* **To be done**:
Which lines of the entries below contain the word "window"? Pick out each one and copy it in full.

* **Dataset excerpts**:
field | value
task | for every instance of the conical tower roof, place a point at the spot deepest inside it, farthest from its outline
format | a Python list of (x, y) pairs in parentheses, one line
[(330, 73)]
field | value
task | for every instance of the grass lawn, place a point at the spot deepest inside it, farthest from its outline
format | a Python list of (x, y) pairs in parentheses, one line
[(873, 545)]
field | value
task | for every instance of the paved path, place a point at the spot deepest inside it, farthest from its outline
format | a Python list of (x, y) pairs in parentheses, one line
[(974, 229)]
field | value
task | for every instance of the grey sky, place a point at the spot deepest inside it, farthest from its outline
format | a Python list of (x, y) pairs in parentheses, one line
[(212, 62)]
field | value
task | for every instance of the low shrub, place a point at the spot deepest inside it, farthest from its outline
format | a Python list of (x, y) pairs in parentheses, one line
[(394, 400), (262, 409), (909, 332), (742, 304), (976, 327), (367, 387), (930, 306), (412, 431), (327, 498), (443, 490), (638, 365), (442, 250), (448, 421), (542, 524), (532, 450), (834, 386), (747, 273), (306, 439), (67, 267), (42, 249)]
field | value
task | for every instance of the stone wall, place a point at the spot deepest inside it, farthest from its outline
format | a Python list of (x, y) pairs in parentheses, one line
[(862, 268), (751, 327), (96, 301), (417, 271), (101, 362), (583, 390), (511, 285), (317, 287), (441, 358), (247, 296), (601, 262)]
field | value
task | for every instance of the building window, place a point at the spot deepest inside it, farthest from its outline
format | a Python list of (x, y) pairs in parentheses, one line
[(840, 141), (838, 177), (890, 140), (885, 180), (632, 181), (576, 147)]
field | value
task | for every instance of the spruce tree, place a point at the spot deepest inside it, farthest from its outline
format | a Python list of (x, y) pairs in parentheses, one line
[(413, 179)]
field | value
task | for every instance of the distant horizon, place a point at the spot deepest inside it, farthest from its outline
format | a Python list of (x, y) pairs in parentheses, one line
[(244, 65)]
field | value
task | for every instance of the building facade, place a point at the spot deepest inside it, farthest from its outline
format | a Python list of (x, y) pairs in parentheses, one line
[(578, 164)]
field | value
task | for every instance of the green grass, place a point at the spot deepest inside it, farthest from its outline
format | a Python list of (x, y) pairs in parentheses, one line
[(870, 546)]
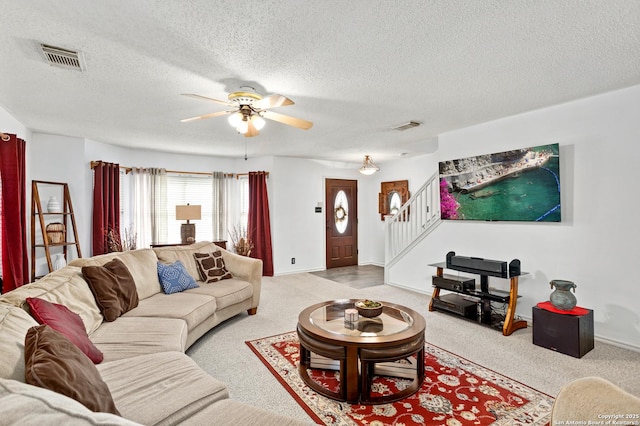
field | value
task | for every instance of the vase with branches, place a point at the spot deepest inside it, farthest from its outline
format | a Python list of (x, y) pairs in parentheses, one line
[(240, 241), (117, 243)]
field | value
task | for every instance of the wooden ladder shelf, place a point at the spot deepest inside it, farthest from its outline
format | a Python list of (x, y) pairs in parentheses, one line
[(45, 218)]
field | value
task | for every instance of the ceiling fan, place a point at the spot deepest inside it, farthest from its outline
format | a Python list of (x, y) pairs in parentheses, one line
[(249, 109)]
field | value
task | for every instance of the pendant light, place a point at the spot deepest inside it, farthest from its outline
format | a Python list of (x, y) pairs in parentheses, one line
[(368, 168)]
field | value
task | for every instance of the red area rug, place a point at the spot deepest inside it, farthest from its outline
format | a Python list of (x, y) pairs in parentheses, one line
[(455, 392)]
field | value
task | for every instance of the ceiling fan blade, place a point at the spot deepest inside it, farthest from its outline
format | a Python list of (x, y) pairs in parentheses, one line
[(201, 117), (285, 119), (191, 95), (272, 101), (251, 130)]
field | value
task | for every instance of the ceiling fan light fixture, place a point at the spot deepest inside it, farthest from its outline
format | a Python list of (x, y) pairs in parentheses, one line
[(235, 119), (258, 122), (243, 126), (368, 168)]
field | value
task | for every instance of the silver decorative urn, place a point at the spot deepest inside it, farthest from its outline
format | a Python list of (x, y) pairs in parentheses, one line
[(561, 297)]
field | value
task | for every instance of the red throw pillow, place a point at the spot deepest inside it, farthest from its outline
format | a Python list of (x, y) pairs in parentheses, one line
[(67, 322)]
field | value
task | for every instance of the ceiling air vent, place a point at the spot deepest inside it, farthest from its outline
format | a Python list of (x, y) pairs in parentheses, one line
[(64, 58), (406, 126)]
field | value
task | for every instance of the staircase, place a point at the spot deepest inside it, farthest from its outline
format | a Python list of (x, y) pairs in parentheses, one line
[(415, 220)]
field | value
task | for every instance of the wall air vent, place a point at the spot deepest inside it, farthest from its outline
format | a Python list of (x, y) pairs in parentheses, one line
[(406, 126), (64, 58)]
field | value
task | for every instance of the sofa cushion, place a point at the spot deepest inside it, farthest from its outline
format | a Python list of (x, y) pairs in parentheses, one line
[(227, 292), (192, 308), (211, 267), (53, 362), (113, 287), (140, 263), (65, 286), (174, 278), (23, 404), (61, 319), (14, 324), (185, 255), (127, 337), (161, 388)]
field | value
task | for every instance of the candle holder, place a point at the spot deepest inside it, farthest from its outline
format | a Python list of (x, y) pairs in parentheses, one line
[(351, 315)]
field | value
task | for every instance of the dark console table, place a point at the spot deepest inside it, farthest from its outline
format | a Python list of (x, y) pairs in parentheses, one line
[(467, 300)]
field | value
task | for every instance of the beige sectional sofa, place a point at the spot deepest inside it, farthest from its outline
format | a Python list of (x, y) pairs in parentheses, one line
[(145, 368)]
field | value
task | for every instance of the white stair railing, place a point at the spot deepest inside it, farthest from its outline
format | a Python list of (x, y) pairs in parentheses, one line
[(415, 220)]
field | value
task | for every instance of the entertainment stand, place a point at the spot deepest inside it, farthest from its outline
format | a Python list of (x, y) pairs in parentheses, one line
[(466, 300)]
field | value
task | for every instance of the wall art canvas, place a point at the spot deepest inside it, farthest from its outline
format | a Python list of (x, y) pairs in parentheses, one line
[(517, 185)]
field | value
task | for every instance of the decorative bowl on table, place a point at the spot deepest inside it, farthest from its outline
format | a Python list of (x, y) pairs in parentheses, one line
[(369, 308)]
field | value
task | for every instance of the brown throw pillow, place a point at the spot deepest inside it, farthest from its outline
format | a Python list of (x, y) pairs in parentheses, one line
[(211, 267), (53, 362), (113, 288)]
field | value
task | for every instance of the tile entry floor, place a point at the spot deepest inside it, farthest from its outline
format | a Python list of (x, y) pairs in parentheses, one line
[(360, 276)]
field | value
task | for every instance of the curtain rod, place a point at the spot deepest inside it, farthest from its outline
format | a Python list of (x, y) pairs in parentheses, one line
[(128, 169)]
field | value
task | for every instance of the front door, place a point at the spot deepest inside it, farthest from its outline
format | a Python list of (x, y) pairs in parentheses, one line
[(341, 222)]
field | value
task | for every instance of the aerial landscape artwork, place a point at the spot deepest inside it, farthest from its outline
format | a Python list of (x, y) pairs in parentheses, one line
[(517, 185)]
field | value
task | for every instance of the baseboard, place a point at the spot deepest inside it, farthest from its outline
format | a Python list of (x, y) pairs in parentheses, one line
[(298, 271), (415, 290)]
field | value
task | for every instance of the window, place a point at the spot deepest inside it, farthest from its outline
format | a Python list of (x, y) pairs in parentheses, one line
[(190, 189), (244, 201)]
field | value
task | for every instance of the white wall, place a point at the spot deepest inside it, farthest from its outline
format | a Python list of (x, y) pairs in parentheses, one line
[(595, 245)]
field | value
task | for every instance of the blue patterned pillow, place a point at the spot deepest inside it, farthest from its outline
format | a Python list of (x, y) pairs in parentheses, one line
[(174, 278)]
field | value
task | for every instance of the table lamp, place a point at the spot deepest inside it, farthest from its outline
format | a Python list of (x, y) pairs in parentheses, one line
[(188, 230)]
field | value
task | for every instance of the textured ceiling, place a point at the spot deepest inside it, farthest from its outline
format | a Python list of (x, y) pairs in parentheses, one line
[(354, 68)]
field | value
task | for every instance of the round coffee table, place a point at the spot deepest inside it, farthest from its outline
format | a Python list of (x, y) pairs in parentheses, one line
[(397, 333)]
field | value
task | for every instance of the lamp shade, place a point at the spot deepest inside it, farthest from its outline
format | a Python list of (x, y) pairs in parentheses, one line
[(188, 212)]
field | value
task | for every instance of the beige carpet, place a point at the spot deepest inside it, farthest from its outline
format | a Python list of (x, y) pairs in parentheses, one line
[(223, 353)]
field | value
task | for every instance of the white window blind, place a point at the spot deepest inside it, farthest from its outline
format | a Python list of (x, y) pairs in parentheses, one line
[(244, 201), (190, 189)]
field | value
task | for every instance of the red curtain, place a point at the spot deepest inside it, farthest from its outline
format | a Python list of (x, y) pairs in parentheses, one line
[(258, 226), (106, 206), (15, 263)]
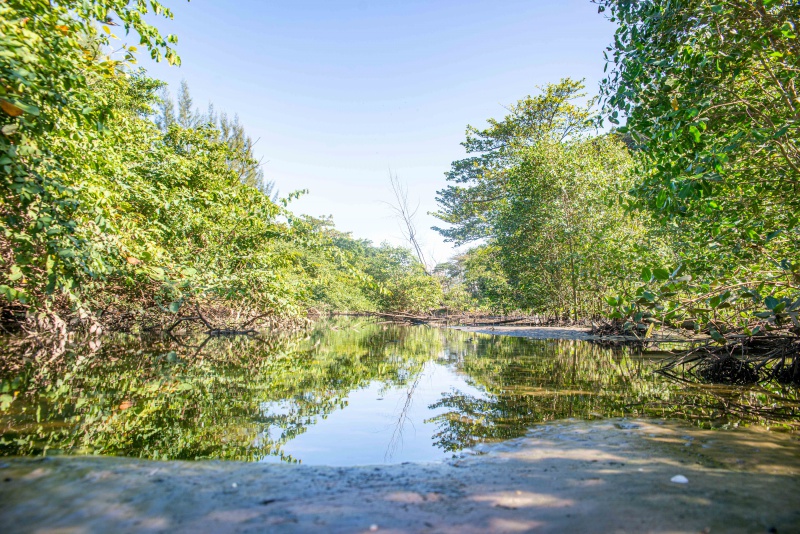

* **Final answer**:
task | for every instance of the building window, place a point at the spot deepest inside it, farthest from its outline
task | for every instance of the window, place a point at the spot deepest inside it, farthest from its outline
task | for every instance of the white window blind, place a point at the spot deepest inside it, farthest from its outline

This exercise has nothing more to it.